**Task statement**: Show, copied in full, each line of the entries below that contains the word "dark".

**Data for processing**:
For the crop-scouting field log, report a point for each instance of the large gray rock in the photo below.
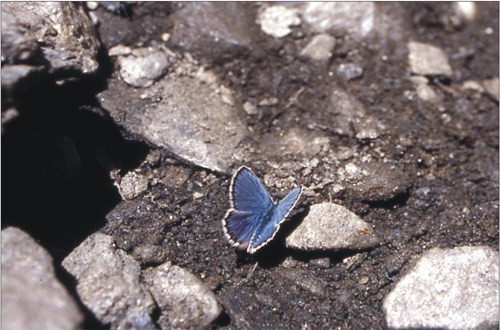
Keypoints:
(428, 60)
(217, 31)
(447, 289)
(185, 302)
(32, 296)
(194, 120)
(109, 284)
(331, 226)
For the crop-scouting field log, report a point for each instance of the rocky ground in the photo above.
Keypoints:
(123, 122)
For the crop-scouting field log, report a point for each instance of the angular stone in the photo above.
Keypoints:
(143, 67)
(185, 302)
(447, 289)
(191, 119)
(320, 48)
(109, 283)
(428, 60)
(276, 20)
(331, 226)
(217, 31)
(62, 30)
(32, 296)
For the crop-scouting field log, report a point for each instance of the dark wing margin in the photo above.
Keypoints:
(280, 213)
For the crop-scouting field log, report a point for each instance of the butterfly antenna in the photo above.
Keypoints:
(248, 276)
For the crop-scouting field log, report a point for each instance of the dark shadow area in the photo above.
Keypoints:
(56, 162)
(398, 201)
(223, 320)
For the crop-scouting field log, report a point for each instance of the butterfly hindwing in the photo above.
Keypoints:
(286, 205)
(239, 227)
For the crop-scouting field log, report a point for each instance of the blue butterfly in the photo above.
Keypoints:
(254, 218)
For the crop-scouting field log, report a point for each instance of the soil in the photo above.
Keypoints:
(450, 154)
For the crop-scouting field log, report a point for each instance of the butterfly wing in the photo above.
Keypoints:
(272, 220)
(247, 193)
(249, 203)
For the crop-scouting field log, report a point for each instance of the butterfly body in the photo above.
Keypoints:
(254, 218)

---

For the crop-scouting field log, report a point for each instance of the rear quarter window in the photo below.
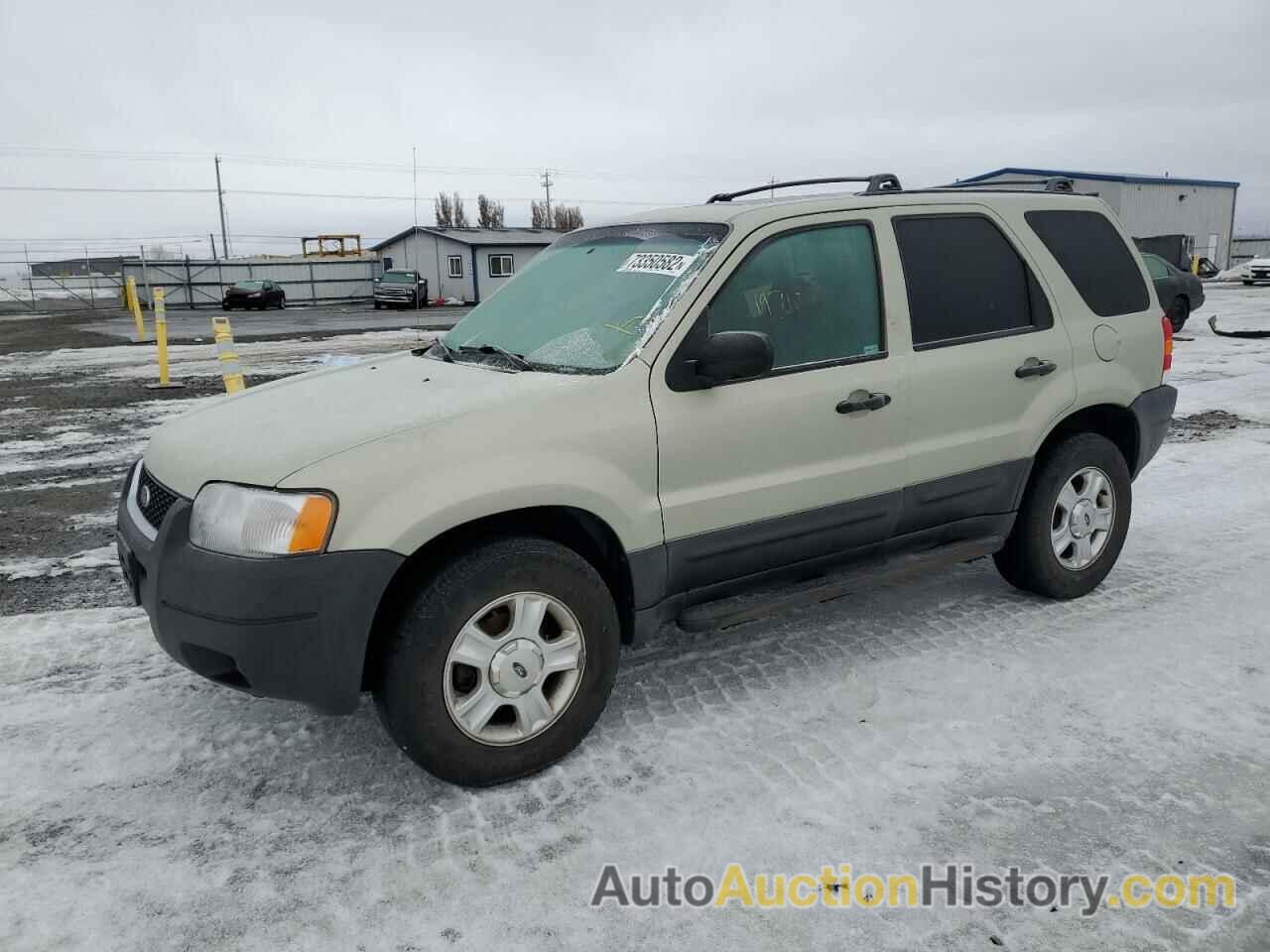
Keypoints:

**Written reply**:
For the crop-scouting field log, report a point for each instance of the dark wing margin in the photo above.
For the crop-scouting field log, report a point for each instance of the dark shadow area in the photo above.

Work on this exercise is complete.